What to do:
A. Please check each statement against the column on Fr. Van Hee's arrest: (i) Fr. Van Hee protested on Parliament Hill for 30 years. (ii) Ontario's bubble zone law was passed in 2019. (iii) When he was arrested, Fr. Van Hee was holding signs against abortion. Answer yes or no for each and quote the deciding words from the column.
B. Carry on the column on Fr. Van Hee's arrest from its last sentence, keeping its voice.

Exercise text:
_ _ _
Peter Stockland: Conscience battle hits ‘cuckoo’ stage

By 
  • June 14, 2019

I can never decide whether it’s the optimist or the masochist in me that believes the relentless assault on conscience rights is set to collapse under its own absurdity.

Maybe it’s both, meaning maybe it’s the Catholic. We are called, after all, to carry our Cross in joyful hope through a world whose conditions can make even mad dogs and Englishmen run for cover.

The last few weeks, however, have brought a fresh threshold that even I never imagined possible, and which would be grounds to despair were despair itself not forbidden to us. The demarcation came with the news that Fr. Tony Van Hee is obliged to fight a Charter challenge against criminal charges laid against him for allegedly violating Ontario’s bubble zone law.

When the legislation was passed in 2017, advocates insisted it was essential for protecting the physical safety and well-being of staff and patients outside the province’s abortion clinics. Angry, harassing, potentially (and actually) violent pro-lifers can be restrained, the argument went, only if the State employs its monopoly on force to enforce a security perimeter around each clinic.

Well. OK. Except that Fr. Van Hee is 83 years old. He protested without incident on Parliament Hill in the nation’s capital for 30 years — 30 years! — without a single discouraging word being heard, much less anything approaching angry, harassing, potentially or actually violent. 

Such a peaceful figure is the good Father that when he was arrested outside Ottawa’s Morgentaler clinic last October, he was not even protesting abortion. Over the course of about four days, he held up two signs decrying — get this — the breach of Charter-guaranteed free speech effected by the bubble zone law. 

As a court application filed on behalf of both Van Hee and the Catholic Civil Rights League put it: “(He) never spoke to or engaged with anyone and never mentioned or referred to abortion services or related issues.”

Yet Ottawa police still were summoned to the corner of Sparks and Bank Street to arrest and charge him. Far worse, no one in the entire justice system has thought since then to say: “Wait a minute, taking an 83-year-old priest to criminal trial for holding up pro free speech signs is — what’s the technical legal term? — cuckoo. Let’s bury this whole embarrassing episode deep in Potter’s Field on a moonless night.”
_ _ _
Natural-language object grounding records
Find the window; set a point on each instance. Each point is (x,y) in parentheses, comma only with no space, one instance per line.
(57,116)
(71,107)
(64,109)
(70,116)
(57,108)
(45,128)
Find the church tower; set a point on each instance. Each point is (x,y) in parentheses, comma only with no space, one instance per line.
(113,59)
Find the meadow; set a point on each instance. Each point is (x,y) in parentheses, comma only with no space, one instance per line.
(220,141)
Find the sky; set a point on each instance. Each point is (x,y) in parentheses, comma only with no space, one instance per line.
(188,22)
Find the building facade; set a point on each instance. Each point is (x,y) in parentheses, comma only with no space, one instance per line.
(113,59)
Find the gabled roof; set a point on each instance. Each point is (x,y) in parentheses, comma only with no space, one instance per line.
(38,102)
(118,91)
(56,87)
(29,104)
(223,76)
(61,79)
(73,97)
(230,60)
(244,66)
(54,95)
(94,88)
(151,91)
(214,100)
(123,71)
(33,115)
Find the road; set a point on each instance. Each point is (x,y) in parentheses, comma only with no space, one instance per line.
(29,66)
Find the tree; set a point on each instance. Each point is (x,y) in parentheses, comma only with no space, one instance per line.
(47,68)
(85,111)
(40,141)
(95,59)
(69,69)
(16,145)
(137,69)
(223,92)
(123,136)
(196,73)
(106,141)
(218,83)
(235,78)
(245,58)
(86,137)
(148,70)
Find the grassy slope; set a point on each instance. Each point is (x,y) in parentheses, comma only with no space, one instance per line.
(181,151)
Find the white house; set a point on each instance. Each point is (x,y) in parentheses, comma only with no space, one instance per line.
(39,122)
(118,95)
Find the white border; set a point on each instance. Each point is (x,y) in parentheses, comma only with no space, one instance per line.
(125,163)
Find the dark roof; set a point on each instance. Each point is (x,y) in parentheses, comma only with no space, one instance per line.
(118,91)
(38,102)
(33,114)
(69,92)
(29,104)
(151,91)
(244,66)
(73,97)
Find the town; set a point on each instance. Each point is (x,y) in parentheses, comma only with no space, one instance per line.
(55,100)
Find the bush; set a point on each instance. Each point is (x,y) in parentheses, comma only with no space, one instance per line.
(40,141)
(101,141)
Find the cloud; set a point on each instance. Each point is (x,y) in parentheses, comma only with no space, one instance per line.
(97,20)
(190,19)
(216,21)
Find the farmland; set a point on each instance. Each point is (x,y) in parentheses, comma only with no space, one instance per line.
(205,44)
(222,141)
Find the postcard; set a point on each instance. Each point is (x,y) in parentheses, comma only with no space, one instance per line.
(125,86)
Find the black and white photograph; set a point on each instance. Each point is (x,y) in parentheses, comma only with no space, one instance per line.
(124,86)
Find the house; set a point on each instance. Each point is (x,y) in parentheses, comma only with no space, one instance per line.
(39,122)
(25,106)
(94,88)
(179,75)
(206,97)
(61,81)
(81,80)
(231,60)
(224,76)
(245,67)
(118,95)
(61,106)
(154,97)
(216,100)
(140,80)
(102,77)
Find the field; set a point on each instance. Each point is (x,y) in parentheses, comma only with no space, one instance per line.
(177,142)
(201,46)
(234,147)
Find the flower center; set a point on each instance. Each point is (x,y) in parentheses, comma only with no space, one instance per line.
_ _ _
Answers by task:
A.
(i) Yes: "He protested without incident on Parliament Hill in the nation’s capital for 30 years"
(ii) No: "When the legislation was passed in 2017"
(iii) No: "he was not even protesting abortion"

B.
Au contraire. Trial time has been booked for July. As in July 2020. A year from now. When Fr. Van Hee will be an 84-year-old priest facing criminal conviction merely for holding up a sign insisting on his Charter-embedded freedom to express his conscientious convictions. You begin to see how despair might slip across the border separating hopeful sanity from utter absurdity.

We can’t allow it to do so, of course. And the sliver of good news is that, according to Van Hee’s lawyer, Albertos Polizogopoulos, it would be premature to give in to it at any rate. The Charter challenge, Polizogopoulos says, will almost certainly delay any criminal trial. Victory could get the charges thrown out entirely, and lead to a striking down of at least the “overbroad” sections of the bubble zone law. That’s why, he adds, “this is a case that will go to the heart of Canadian democracy.”

That is well and good, provided the Charter challenge turns out well and for the good. But even if it does, the question remains as to what is happening to our minds and our souls that such a challenge is even necessary. How is it Canada is suddenly a country whose citizens now must go to court to avoid going to court to face criminal accusations arising from acts our Charter of Rights identifies as a fundamental freedom?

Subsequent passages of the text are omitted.